**Material provided:**

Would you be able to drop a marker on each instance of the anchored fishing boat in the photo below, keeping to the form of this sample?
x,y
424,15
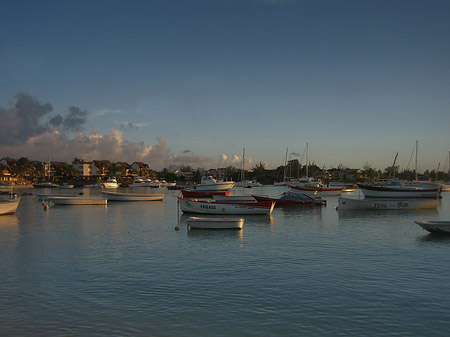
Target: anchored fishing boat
x,y
215,223
119,196
219,207
386,204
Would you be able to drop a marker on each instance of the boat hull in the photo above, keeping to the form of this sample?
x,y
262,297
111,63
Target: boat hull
x,y
386,204
388,192
216,187
287,202
441,227
78,201
200,194
215,223
330,191
213,207
9,206
118,196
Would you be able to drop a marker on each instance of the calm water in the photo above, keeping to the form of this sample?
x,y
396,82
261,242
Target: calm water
x,y
123,270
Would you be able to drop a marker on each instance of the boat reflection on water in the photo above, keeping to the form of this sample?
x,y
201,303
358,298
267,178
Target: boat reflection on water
x,y
215,233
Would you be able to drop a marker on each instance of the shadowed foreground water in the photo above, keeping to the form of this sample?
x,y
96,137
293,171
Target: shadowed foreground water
x,y
123,270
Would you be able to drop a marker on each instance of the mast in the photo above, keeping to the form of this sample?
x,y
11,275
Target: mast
x,y
307,164
417,149
393,168
243,161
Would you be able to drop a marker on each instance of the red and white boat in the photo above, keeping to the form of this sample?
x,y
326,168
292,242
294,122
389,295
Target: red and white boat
x,y
9,205
223,207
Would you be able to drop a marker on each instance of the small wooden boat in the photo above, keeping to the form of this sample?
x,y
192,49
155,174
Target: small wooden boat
x,y
119,196
187,193
215,223
398,191
319,190
441,227
217,207
294,199
45,185
77,201
209,184
234,198
9,206
387,203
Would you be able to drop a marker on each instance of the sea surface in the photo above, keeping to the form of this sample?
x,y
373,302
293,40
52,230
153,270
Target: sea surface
x,y
123,270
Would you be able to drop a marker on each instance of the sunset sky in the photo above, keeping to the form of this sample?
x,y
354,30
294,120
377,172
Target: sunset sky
x,y
194,82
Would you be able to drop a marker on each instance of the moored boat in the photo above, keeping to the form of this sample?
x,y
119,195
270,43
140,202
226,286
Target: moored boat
x,y
399,190
209,184
293,199
215,223
386,203
441,227
217,207
9,206
110,183
77,201
187,193
45,185
120,196
319,190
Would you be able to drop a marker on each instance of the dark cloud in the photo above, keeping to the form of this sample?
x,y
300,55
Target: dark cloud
x,y
22,120
56,121
75,120
128,126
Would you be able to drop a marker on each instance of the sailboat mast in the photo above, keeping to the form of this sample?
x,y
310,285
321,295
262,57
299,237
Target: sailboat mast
x,y
307,164
417,149
243,161
285,163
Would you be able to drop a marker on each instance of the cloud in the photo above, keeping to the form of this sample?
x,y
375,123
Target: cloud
x,y
75,120
104,112
22,120
24,134
131,125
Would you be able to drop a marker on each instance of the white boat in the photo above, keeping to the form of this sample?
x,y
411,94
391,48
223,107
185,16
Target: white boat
x,y
319,190
442,227
248,184
398,189
66,186
215,223
216,207
110,183
9,206
209,184
233,198
119,196
386,203
140,182
77,201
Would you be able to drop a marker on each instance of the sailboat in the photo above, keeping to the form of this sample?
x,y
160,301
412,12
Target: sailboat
x,y
245,182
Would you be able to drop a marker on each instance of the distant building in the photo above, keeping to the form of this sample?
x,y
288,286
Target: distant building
x,y
83,167
141,168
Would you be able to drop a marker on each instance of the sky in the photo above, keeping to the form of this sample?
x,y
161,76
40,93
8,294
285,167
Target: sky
x,y
193,82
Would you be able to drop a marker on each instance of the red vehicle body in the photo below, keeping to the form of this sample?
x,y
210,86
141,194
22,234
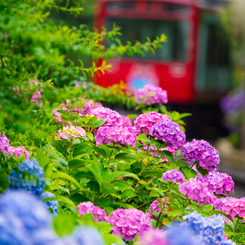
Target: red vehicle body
x,y
194,64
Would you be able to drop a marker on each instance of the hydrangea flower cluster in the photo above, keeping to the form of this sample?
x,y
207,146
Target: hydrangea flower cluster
x,y
113,118
197,191
220,183
173,175
155,205
203,152
88,207
71,132
209,229
127,223
170,133
233,207
50,204
4,144
144,122
151,94
19,151
119,136
29,176
25,220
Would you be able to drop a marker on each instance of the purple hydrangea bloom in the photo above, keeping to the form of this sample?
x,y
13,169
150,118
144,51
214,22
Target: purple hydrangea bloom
x,y
170,133
144,122
88,207
127,223
209,229
113,118
50,204
197,191
22,215
151,94
29,176
155,206
173,175
220,183
203,152
119,136
4,144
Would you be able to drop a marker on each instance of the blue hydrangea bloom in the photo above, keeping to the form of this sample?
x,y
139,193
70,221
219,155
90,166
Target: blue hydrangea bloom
x,y
50,204
21,216
209,229
29,176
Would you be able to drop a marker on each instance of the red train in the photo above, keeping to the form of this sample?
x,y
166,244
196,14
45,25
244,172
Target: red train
x,y
194,65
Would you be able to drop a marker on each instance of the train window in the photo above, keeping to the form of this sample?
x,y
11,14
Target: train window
x,y
175,49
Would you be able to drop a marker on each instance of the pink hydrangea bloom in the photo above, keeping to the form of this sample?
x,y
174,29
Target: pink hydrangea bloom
x,y
88,207
170,133
126,122
155,205
19,151
113,118
234,207
173,175
220,183
153,237
4,144
203,152
144,122
71,132
127,223
151,94
119,136
197,191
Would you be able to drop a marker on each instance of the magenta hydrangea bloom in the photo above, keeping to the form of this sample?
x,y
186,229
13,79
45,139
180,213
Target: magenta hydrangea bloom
x,y
220,183
170,133
126,122
88,207
144,122
151,94
119,136
127,223
203,152
234,207
153,237
113,118
19,151
4,144
173,175
197,191
155,205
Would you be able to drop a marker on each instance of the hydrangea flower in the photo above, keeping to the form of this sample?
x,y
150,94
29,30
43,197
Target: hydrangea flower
x,y
144,122
113,118
22,217
50,204
126,122
197,191
4,144
119,136
220,183
71,132
234,207
151,94
155,205
29,176
170,133
203,152
173,175
19,151
88,207
127,223
209,229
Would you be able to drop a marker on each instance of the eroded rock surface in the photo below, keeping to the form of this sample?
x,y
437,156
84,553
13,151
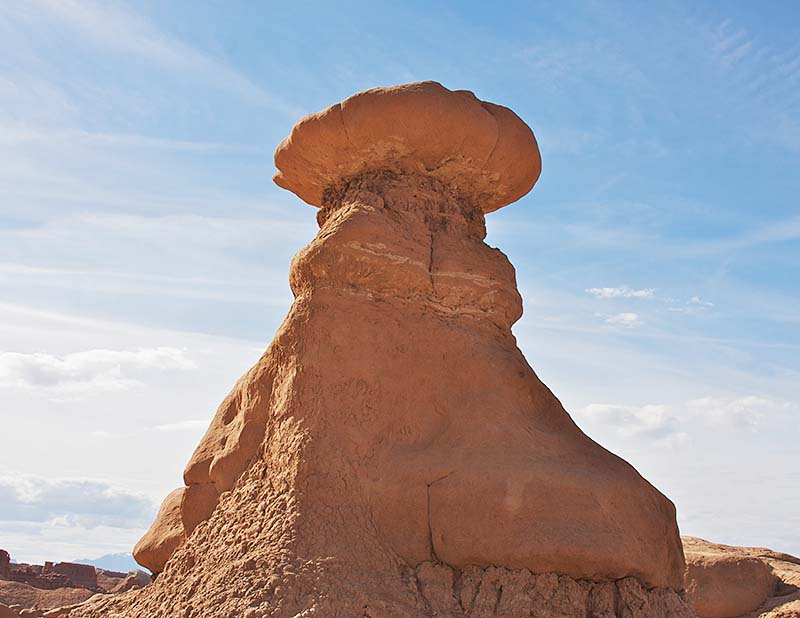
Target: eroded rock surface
x,y
392,453
724,581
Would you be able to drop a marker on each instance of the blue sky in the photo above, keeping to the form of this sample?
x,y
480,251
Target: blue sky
x,y
144,251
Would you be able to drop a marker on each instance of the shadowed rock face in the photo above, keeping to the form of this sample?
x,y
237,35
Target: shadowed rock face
x,y
393,423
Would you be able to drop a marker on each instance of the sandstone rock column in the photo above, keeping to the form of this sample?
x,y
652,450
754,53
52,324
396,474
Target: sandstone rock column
x,y
393,442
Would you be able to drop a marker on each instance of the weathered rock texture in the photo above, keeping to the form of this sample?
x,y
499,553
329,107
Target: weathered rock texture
x,y
392,453
723,581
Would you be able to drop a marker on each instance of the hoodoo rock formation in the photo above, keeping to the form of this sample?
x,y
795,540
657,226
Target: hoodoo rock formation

**What needs to be done:** Restate each entry word for word, leaving out any pictures.

**Output of the exercise:**
Would you be able to drop a marker on each instance of the anchored fishing boat in the photo below, keeping to the form of this sample?
x,y
424,15
Target: anchored fishing boat
x,y
215,223
119,196
219,207
386,204
Would you be able to drop a marker on each instance of the boat hull in the photo above, keeping to the form of this sample?
x,y
262,297
111,63
Target: boat hull
x,y
386,204
388,192
216,187
287,202
441,227
78,201
200,194
215,223
330,191
213,207
9,206
118,196
Would you be able to drop a marker on each instance of the calm water in the photo above, keeping to the form of this sample?
x,y
396,82
261,242
Target: calm water
x,y
123,270
Would you be able to drop a marker on each instance of the boat reflection on water in the photo above, keeping to the form of this sample?
x,y
201,303
358,298
267,178
Target: boat reflection on water
x,y
215,233
Would you be able to drop a marker on each instance of the shadowed foreground water in the photo above, keeping to the form of this sample?
x,y
96,137
293,171
Target: shadowed foreground water
x,y
123,270
Would you be able to drop a marker on each instance of the mast in the photo above, keeping to the form of this sample?
x,y
11,275
Target: mast
x,y
307,164
417,149
393,168
243,161
Would you be able to drop a marker on each instance of the red and white boat in the photo above, keeping to the form of this sample?
x,y
326,168
292,242
294,122
389,295
Target: red and white boat
x,y
9,205
223,207
Would you be able to drop a marker on each instance of the small wooden boat in the photo above, keeping to the form of this sample?
x,y
192,49
155,174
Target: small wooden boat
x,y
119,196
187,193
215,223
398,191
319,190
441,227
217,207
294,199
45,185
77,201
209,184
234,198
9,206
387,203
Would you be able to drop a marker on each instance of the sea surface in the photo above, keeping to the form of this sample?
x,y
373,302
293,40
52,230
153,270
Target: sea surface
x,y
123,270
Would you be able to drop a marker on each instance of the sunset sky in the photo above, keeping to the form of this sample?
x,y
354,30
294,120
377,172
Target: sunset sky
x,y
194,82
Would you be able to drop a marker on each instance of the moored boat in the photo above, keeping to the form of this sample?
x,y
119,195
270,43
140,202
226,286
Target: moored boat
x,y
399,190
209,184
293,199
215,223
386,203
441,227
217,207
9,206
110,183
77,201
187,193
45,185
120,196
319,190
Would you be able to drop a marker on each instance of the dark cloud in the photo above, keeping to the form of this sample?
x,y
300,55
Target: dark cloud
x,y
22,120
56,121
75,120
128,126
Would you be able to drop a marker on each instance of the sailboat mast in the photo above, keeping to the form of this sample?
x,y
310,285
321,295
262,57
299,237
Target: sailboat mast
x,y
307,164
417,149
243,161
285,163
Would you be able to drop a marker on each instance of the cloud in the photo above, keeping to the form of this sample?
x,y
375,123
Target: cloud
x,y
75,120
104,112
22,120
24,134
131,125
Would you be able to drop a marker on each instance of the white boat in the photo above, keeping to the form of this sample?
x,y
411,94
391,48
223,107
185,16
Target: white boat
x,y
319,190
442,227
248,184
398,189
66,186
215,223
216,207
110,183
9,206
209,184
233,198
119,196
386,203
140,182
77,201
Would you be able to drop a marker on each instance of the sailboat in the photo above, keeping to the form of this sample?
x,y
160,301
412,12
Target: sailboat
x,y
245,182
Would you be able to drop a marker on each instance of the distant building in the photo above, keeping to the form of this sample?
x,y
288,286
Target: distant building
x,y
83,167
141,168
Would you be able to drop a marker on each instance of the sky in the photo above, keeping to the form of this sample?
x,y
161,76
40,93
8,294
285,167
Target: sky
x,y
193,82
Would you be able to drop a marker on each instance of the red vehicle body in the photo below, keeping to the form of this sample?
x,y
210,86
141,194
22,234
Target: red vehicle body
x,y
194,64
Would you be able to drop a marker on each instance of the hydrangea flower cluster in the photo above, keeping to the form of this sample?
x,y
207,146
Target: hydrangea flower cluster
x,y
113,118
197,191
220,183
173,175
155,205
203,152
88,207
71,132
209,229
127,223
170,133
233,207
50,204
4,144
144,122
151,94
19,151
119,136
29,176
25,220
Would you be able to drop a marker on each instance of the purple hydrangea bloom in the photo above, keeping to the form of this sample?
x,y
13,169
150,118
144,51
214,22
Target: purple hydrangea bloom
x,y
170,133
144,122
88,207
127,223
209,229
113,118
50,204
197,191
22,215
151,94
29,176
155,206
173,175
220,183
203,152
119,136
4,144
Would you be able to drop a marker on each instance of the blue hydrangea bloom in the photo above, keeping to the form of this sample?
x,y
139,193
70,221
219,155
90,166
Target: blue hydrangea bloom
x,y
50,204
21,216
209,229
29,176
Would you be able to drop a marker on each instance of the red train in the photo above, keeping to the form of this sample?
x,y
166,244
196,14
45,25
244,172
Target: red train
x,y
194,65
Would you be able to drop a marker on each instance of the train window in the photo above, keeping to the form of this sample?
x,y
11,14
Target: train window
x,y
175,49
Would you be able to drop a marker on each instance of the pink hydrangea bloom in the photo above, keeping to the form of this sample?
x,y
174,29
Target: pink hydrangea bloom
x,y
88,207
170,133
126,122
155,205
19,151
113,118
234,207
173,175
220,183
153,237
4,144
203,152
144,122
71,132
127,223
151,94
119,136
197,191
Would you be able to drop a marker on each instance of the magenta hydrangea bloom in the photo above, keeping to the form of this sample?
x,y
186,229
13,79
45,139
180,213
Target: magenta hydrangea bloom
x,y
220,183
170,133
126,122
88,207
144,122
151,94
119,136
127,223
203,152
234,207
153,237
113,118
19,151
4,144
173,175
197,191
155,205
Would you be able to drop a marker on each instance of the hydrangea flower in the photo above, keeping to the form of this sample?
x,y
150,94
29,30
43,197
Target: hydrangea flower
x,y
144,122
113,118
22,217
50,204
126,122
197,191
4,144
119,136
220,183
71,132
234,207
151,94
155,205
29,176
170,133
203,152
173,175
19,151
88,207
127,223
209,229
Would you be able to drop a marker on each instance of the eroded rock surface in the photo below, keeping to the form of this sample?
x,y
437,156
84,553
13,151
Target: eroded rock surface
x,y
392,453
724,581
Would you be able to drop a marker on each instance of the blue sky in the photo above, keeping to the form of this sample?
x,y
480,251
Target: blue sky
x,y
144,251
Would you be able to drop a marker on each instance of the shadowed rock face in the photo above, keeping to the form of this sample?
x,y
237,35
Target: shadowed rock face
x,y
393,423
Would you be able to drop a marker on each instance of the sandstone rock column in the photo above, keeping to the form of this sample?
x,y
652,450
754,53
52,324
396,474
Target: sandstone rock column
x,y
393,442
Would you be able to drop a marker on each instance of the weathered rock texture in the photo above, keeping to the form of this sample?
x,y
499,553
329,107
Target: weathered rock texture
x,y
392,453
723,581
Would you be able to drop a marker on each instance of the hoodoo rock formation in the photo above, keeping to the form of this sample?
x,y
795,540
657,226
Target: hoodoo rock formation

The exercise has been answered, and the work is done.